[Data listing]
^^^^^^^^
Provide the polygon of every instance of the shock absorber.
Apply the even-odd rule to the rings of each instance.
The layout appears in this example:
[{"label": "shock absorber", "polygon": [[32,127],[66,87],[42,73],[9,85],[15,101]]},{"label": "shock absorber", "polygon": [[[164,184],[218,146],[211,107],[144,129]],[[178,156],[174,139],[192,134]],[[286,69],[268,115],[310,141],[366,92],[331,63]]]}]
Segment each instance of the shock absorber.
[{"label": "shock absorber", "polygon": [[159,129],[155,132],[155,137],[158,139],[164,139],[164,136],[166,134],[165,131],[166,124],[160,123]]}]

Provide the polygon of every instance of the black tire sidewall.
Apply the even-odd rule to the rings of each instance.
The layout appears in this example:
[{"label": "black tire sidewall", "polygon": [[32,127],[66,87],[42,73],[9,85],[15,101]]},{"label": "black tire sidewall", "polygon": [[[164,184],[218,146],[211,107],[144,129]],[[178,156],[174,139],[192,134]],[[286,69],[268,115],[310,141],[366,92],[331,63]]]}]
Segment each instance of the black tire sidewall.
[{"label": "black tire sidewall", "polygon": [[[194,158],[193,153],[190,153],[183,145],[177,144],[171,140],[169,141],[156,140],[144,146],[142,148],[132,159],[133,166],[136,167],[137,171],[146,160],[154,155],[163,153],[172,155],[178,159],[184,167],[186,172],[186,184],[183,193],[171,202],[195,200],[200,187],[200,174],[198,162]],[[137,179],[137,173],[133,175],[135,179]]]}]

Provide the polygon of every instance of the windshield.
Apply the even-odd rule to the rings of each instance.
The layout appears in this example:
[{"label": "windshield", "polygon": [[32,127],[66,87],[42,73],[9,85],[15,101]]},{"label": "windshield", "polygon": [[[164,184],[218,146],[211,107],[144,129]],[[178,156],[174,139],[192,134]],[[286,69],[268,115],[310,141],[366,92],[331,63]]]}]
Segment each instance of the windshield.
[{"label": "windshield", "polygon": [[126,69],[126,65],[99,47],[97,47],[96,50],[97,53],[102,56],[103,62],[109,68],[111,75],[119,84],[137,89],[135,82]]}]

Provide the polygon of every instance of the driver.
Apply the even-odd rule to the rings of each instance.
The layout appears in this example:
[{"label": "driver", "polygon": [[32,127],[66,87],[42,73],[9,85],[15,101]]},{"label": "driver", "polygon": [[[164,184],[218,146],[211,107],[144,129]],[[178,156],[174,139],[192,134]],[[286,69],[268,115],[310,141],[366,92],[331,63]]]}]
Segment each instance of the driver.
^^^^^^^^
• AIM:
Starting at the line that contains "Provide the polygon of every instance of the windshield." and continuing through the end of the records, write out every line again. Shift each polygon coordinate in the answers by -65 and keep all other text unchanged.

• SOLVED PROBLEM:
Provide the polygon of every instance of the windshield.
Apply the even-odd rule to the rings of each instance.
The layout appears in this example:
[{"label": "windshield", "polygon": [[32,127],[66,87],[42,73],[9,85],[15,101]]},{"label": "windshield", "polygon": [[[164,184],[218,146],[211,107],[144,129]],[[178,156],[174,139],[192,134]],[[286,69],[268,115],[310,141],[366,92],[331,63]]]}]
Segment each instance of the windshield.
[{"label": "windshield", "polygon": [[61,4],[61,0],[34,-18],[32,-18],[31,-15],[32,-12],[37,-9],[38,-3],[44,3],[46,10],[54,19],[72,24],[70,17]]}]

Provide the polygon of every instance of the driver.
Apply the even-odd rule to the rings of each instance.
The layout appears in this example:
[{"label": "driver", "polygon": [[32,127],[66,87],[42,73],[9,85],[15,101]]},{"label": "driver", "polygon": [[[164,184],[218,146],[211,107],[144,129]],[[178,156],[174,139],[192,134]],[[286,69],[268,115],[310,141],[366,92],[331,63]]]}]
Segment each instance of the driver.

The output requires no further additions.